(Excerpts from a point labeling dataset)
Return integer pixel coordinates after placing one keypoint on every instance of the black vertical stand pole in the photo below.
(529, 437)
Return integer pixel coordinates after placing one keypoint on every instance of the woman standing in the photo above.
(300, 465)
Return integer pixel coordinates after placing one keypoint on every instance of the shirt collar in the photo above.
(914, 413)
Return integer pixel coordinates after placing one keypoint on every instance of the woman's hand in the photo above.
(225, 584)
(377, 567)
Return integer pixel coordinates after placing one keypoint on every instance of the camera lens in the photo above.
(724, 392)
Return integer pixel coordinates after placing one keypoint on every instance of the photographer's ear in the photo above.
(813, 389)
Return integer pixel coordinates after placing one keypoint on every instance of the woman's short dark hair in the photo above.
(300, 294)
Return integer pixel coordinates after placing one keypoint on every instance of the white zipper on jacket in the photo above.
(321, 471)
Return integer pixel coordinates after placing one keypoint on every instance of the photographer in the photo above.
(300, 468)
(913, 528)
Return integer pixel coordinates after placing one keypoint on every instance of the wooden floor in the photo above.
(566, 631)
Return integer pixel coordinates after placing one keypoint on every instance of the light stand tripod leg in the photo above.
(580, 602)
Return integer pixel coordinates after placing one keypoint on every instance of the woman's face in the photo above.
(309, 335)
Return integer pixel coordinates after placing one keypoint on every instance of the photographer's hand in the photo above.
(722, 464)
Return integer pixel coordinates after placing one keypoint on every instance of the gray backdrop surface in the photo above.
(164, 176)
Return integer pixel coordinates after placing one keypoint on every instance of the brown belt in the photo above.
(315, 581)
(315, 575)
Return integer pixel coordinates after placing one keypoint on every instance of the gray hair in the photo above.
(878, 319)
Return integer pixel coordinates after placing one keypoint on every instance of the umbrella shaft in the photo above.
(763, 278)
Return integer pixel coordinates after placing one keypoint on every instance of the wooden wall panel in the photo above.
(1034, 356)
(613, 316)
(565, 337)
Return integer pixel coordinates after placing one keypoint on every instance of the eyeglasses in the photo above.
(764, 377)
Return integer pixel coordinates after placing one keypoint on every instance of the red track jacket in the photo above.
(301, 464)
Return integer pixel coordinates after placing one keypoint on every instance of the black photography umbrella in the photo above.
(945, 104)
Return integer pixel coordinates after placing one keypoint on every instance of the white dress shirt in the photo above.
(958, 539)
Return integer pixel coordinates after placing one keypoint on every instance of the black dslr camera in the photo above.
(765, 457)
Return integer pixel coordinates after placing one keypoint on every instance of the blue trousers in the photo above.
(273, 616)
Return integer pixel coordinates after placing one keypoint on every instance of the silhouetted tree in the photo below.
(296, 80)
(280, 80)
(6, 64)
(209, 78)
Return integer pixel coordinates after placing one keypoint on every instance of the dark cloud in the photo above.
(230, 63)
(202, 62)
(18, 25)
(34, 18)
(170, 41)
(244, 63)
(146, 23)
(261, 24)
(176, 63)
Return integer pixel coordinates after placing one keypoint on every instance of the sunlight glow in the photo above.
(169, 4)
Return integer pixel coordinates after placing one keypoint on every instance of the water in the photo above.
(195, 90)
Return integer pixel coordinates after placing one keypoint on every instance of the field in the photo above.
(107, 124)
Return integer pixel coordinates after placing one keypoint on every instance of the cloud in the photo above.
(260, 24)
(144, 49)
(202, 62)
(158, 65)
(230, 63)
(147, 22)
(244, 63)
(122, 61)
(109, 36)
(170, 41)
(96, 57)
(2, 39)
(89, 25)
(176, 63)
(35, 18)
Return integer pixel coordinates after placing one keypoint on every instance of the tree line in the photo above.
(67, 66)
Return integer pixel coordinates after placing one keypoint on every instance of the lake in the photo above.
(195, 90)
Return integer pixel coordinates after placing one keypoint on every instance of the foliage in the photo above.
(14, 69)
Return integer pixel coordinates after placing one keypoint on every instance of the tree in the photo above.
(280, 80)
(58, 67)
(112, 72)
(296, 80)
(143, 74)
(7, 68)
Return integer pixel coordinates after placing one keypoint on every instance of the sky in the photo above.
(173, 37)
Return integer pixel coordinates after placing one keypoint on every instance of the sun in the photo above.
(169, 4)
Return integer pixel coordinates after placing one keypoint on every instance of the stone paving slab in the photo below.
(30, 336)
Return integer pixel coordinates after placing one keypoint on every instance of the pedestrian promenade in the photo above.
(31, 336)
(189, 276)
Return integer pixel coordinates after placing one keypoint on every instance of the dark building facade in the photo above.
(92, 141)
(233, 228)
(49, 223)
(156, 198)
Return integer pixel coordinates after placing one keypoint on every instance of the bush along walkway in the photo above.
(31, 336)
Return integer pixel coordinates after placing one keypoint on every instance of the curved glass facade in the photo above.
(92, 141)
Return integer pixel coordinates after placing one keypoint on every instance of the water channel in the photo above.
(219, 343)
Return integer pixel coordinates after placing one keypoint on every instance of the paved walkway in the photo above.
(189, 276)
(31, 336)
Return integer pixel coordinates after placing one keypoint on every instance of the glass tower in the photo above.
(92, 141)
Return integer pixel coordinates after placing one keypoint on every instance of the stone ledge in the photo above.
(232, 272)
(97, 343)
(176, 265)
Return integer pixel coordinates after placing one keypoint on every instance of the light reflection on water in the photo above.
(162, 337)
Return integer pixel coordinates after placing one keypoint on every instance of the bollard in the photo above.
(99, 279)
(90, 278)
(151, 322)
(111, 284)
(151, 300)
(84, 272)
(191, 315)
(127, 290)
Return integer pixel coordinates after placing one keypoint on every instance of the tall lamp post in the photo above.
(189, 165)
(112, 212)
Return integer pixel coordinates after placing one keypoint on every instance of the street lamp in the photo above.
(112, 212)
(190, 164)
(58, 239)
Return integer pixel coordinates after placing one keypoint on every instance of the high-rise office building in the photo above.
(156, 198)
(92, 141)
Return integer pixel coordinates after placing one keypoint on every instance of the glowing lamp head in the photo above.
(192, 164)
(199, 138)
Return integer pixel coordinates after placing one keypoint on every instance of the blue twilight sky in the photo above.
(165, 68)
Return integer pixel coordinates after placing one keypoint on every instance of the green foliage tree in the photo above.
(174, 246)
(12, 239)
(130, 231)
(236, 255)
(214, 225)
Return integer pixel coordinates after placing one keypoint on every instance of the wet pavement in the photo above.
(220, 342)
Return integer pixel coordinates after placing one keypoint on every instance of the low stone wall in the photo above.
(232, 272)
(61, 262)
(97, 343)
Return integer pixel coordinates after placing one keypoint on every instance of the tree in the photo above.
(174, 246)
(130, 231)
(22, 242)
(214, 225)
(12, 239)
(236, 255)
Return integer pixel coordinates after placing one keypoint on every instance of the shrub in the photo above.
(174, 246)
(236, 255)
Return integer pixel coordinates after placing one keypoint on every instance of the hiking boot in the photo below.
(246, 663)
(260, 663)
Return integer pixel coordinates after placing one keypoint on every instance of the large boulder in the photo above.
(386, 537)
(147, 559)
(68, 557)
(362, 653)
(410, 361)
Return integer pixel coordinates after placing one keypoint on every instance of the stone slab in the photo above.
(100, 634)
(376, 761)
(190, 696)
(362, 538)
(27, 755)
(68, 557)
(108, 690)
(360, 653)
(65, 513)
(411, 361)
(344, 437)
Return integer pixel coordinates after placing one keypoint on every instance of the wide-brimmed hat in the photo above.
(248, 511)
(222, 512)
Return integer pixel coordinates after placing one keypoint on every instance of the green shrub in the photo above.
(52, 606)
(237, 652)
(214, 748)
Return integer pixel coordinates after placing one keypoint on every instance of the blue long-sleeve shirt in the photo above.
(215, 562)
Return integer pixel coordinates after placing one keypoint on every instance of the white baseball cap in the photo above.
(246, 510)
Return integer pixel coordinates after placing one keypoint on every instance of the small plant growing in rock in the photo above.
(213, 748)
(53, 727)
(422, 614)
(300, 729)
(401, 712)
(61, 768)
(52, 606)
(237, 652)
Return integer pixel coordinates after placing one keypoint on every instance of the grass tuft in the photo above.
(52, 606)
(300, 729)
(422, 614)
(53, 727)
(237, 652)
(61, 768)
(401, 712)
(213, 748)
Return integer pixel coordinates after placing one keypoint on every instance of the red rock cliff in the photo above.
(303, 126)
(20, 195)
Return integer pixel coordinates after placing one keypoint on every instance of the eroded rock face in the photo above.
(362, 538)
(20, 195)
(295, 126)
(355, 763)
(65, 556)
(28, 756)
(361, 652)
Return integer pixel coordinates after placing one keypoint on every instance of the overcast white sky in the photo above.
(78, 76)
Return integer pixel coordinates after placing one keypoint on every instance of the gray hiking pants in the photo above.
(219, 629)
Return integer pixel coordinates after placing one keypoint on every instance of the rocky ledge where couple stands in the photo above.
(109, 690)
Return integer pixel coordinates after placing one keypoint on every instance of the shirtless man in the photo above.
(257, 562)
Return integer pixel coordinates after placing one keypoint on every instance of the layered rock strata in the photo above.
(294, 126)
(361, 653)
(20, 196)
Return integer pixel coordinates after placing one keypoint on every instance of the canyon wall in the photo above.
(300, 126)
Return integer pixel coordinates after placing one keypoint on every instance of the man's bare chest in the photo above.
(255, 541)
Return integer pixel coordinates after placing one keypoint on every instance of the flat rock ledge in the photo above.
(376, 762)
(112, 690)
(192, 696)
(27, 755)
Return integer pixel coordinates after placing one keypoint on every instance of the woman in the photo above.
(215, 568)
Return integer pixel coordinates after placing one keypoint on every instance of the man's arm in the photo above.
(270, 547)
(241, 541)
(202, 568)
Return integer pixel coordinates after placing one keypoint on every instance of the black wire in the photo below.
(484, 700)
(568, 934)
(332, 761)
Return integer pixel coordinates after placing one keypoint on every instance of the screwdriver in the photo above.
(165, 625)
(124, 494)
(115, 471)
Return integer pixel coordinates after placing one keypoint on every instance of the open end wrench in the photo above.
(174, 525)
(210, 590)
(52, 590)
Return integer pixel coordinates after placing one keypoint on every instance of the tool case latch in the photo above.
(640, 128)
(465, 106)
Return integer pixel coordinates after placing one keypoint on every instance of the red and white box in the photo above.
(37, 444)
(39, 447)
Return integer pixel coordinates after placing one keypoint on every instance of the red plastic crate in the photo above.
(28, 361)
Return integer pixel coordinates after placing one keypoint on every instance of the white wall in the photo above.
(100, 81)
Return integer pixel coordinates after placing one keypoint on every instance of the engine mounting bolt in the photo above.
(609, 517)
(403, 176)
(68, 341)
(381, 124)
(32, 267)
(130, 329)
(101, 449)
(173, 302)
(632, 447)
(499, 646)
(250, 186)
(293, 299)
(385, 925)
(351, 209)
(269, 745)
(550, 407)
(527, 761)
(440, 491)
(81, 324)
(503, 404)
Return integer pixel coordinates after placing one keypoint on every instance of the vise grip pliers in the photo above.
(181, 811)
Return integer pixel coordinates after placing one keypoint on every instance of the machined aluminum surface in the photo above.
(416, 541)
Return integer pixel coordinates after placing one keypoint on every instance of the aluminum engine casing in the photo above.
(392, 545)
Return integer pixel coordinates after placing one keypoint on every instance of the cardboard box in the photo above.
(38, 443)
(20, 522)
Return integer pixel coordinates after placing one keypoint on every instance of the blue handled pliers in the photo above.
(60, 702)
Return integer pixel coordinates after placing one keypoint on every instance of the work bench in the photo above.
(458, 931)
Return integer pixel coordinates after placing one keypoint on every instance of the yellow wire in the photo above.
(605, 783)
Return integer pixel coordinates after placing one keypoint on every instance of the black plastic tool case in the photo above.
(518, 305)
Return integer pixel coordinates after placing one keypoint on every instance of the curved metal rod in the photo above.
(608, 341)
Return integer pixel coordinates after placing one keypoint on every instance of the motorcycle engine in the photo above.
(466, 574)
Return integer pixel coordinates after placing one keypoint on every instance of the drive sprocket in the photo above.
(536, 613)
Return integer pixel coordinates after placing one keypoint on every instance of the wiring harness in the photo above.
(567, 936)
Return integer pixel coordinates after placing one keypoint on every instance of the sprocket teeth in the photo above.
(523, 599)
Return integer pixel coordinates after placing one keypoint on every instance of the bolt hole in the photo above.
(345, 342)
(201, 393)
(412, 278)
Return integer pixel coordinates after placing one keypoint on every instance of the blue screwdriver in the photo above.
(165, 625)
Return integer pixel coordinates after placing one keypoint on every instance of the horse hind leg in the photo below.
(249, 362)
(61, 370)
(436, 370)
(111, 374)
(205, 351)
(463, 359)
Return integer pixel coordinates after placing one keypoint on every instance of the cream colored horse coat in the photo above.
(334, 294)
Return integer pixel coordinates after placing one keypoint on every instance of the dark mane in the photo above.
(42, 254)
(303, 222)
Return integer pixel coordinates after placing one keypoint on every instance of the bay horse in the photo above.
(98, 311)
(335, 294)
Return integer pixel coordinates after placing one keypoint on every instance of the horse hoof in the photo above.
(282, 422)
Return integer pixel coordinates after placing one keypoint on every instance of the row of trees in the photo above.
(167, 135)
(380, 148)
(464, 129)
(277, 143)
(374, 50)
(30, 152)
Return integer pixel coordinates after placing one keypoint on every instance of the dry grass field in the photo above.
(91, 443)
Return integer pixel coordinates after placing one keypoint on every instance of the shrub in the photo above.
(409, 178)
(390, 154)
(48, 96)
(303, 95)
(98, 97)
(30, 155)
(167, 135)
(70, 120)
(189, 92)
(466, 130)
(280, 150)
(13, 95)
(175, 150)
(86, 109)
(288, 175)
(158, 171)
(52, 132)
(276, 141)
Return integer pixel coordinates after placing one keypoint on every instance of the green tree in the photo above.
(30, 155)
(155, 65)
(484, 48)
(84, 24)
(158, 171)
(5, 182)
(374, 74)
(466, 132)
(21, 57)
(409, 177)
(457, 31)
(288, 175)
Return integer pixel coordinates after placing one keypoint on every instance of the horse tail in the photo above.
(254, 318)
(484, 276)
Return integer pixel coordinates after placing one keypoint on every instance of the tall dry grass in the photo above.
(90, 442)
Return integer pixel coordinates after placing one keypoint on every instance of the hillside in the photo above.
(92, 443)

▸ **WHAT THE TASK REQUIRES**
Could you format everything from the line containing "hillside in the photo above." down to the end of the material as a JSON list of strings, one string per line, with blank lines left out?

▸ **TASK RESULT**
[
  "Return integer pixel coordinates after placing one keypoint on every instance of the hillside in the photo above.",
  "(92, 443)"
]